:: Bloc de texte ::
****************************************

Une expérience avec 140 adultes pendant 7 semaines a montré les bénéfices d’un entrainement quotidien à la méditation de l’amour altruiste, d’abord pour soi, puis pour ses proches, puis ses connaissances et enfin l’ensemble des êtres. Les effets positifs perdurent pendant la journée, avec un effet cumulatif au cours du temps, la condition physique et la santé des personnes s’améliorent, ainsi que leur tonus vagal -normalement stable-. 

La méditation ne suffit pas, la présence physique de l’autre, via la résonance, décuple les effets ressentis. C’est donc une clef de l’amour. En outre, c’est la répétition des émotions qui engendre une disposition altruiste durable. L’amour altruiste durable est également renforcé par la dimension cognitive, moins vulnérable aux changements d’humeur.

L’accomplissement du bien, le nôtre et celui d’autrui

Les religions ou autres traditions spirituelles, ou encore les philosophes sont à l’unisson : « la réalisation du bien d’autrui est non seulement la plus souhaitable des activités, mais aussi la meilleure façon d’accomplir notre propre bien ». 

Et l’amour de soi, ou le contentement de satisfaire nos aspirations est compatible avec la bienveillance pour autrui, contrairement à l’amour-propre ou l’égoïsme qui exige la considération et la satisfaction de nos désirs avant ceux d’autrui. 

L’exercice de l’altruisme peut impliquer le don de soi, de biens matériels, engendrer un coût. Cela dit, si celui-ci est en cohérence avec notre aspiration, alors ce coût s’évanouit ou est compensé par les bénéfices de notre action. Le coût extérieur peut être un bénéfice intérieur.

****************************************

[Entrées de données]

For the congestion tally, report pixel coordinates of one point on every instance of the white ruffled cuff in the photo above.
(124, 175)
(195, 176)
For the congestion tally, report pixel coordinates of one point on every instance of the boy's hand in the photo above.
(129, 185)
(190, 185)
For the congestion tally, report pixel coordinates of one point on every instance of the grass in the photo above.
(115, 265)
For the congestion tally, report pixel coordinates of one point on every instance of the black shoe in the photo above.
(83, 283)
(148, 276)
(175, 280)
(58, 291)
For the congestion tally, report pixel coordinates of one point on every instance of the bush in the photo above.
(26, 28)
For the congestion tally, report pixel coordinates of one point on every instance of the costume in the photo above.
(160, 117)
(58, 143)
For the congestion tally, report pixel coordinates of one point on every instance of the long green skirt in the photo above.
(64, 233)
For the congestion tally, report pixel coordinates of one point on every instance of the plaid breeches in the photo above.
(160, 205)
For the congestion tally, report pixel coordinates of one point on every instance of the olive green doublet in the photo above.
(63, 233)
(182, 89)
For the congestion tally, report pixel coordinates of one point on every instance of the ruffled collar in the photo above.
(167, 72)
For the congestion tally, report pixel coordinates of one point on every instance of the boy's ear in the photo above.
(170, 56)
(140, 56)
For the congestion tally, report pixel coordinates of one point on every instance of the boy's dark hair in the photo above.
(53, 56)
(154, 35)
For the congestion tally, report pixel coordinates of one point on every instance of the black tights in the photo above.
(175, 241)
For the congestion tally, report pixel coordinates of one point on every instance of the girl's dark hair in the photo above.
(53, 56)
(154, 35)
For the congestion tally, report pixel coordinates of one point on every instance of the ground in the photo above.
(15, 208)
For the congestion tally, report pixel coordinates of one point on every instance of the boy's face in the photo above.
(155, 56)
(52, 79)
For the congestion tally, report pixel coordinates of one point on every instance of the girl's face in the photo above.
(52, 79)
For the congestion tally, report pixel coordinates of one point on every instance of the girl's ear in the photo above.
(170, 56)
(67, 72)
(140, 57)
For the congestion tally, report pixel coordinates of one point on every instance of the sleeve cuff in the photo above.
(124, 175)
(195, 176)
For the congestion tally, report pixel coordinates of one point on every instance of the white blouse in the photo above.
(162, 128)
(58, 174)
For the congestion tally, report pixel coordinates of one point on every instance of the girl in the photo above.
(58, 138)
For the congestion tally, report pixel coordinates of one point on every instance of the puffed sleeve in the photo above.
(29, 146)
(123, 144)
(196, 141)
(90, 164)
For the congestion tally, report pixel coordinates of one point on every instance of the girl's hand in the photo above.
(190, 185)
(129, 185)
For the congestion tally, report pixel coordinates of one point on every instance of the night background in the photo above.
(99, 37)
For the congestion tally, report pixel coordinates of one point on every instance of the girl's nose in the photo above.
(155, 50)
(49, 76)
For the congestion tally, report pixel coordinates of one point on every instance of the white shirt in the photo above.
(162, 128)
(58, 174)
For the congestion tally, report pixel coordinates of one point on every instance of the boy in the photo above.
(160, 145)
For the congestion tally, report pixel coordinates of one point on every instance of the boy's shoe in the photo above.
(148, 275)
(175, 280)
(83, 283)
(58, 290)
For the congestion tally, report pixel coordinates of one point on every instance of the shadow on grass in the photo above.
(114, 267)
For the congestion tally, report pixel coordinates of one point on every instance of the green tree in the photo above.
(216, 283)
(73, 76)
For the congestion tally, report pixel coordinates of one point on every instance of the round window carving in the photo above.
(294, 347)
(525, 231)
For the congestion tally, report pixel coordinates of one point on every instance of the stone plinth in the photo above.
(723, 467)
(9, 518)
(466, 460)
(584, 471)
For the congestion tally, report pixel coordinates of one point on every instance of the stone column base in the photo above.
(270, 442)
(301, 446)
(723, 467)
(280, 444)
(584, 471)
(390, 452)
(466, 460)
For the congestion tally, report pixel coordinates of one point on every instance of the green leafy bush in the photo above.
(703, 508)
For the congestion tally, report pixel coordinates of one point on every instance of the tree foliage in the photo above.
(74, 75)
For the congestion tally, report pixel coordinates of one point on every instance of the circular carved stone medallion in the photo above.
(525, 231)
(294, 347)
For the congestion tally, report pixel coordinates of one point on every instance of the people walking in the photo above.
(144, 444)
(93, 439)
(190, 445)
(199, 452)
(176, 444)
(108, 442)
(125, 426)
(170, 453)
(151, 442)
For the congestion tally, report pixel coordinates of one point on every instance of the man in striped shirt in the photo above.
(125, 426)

****************************************

:: Tâche à réaliser ::
Reproduisez à l’identique le passage du texte sur l’amour altruiste commençant à « Et l’amour de soi, ou » et se terminant à « un bénéfice intérieur. ».

:: Réponse proposée ::
Et l’amour de soi, ou le contentement de satisfaire nos aspirations est compatible avec la bienveillance pour autrui, contrairement à l’amour-propre ou l’égoïsme qui exige la considération et la satisfaction de nos désirs avant ceux d’autrui. 

L’exercice de l’altruisme peut impliquer le don de soi, de biens matériels, engendrer un coût. Cela dit, si celui-ci est en cohérence avec notre aspiration, alors ce coût s’évanouit ou est compensé par les bénéfices de notre action. Le coût extérieur peut être un bénéfice intérieur.